[Objective]
Convert the records into a JSON list of strings with one string per line, starting at the line that contains "Accessibility service: describe the position of every tall" and running through the last line of the records. Leave out blank lines.

[Stored records]
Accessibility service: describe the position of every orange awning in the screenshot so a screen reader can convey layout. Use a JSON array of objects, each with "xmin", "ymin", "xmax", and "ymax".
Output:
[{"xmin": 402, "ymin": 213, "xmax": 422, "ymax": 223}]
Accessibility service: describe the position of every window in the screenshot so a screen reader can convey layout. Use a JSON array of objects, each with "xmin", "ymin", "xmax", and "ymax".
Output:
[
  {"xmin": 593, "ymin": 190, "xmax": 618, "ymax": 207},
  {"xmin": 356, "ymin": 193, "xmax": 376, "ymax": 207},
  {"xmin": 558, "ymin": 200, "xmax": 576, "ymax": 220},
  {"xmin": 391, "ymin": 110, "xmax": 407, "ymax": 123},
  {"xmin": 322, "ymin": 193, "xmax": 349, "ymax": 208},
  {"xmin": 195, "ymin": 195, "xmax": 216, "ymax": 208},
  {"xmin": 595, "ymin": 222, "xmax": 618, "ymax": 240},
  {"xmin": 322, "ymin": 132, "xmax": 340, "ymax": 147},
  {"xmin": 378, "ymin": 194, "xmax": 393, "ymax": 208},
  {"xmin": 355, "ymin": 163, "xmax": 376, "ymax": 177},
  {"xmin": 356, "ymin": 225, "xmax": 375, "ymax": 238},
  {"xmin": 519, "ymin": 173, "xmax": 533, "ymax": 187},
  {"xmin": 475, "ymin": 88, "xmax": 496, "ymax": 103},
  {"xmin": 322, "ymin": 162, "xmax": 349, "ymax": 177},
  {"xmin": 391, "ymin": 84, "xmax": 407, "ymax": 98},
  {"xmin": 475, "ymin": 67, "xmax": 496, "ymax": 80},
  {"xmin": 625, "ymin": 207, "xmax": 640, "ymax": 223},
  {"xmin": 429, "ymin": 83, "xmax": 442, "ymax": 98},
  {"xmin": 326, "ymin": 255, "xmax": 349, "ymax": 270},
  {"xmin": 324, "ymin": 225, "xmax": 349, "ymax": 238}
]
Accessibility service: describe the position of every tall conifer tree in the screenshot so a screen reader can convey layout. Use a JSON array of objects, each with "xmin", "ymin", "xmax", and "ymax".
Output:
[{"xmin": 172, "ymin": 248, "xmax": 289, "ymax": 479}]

[Result]
[
  "Accessibility service: describe the position of every tall conifer tree in the screenshot so a screen reader can convey layout. Use a JSON array of objects, each with \"xmin\", \"ymin\", \"xmax\", and \"ymax\".",
  "Output:",
  "[{\"xmin\": 172, \"ymin\": 248, \"xmax\": 289, \"ymax\": 479}]"
]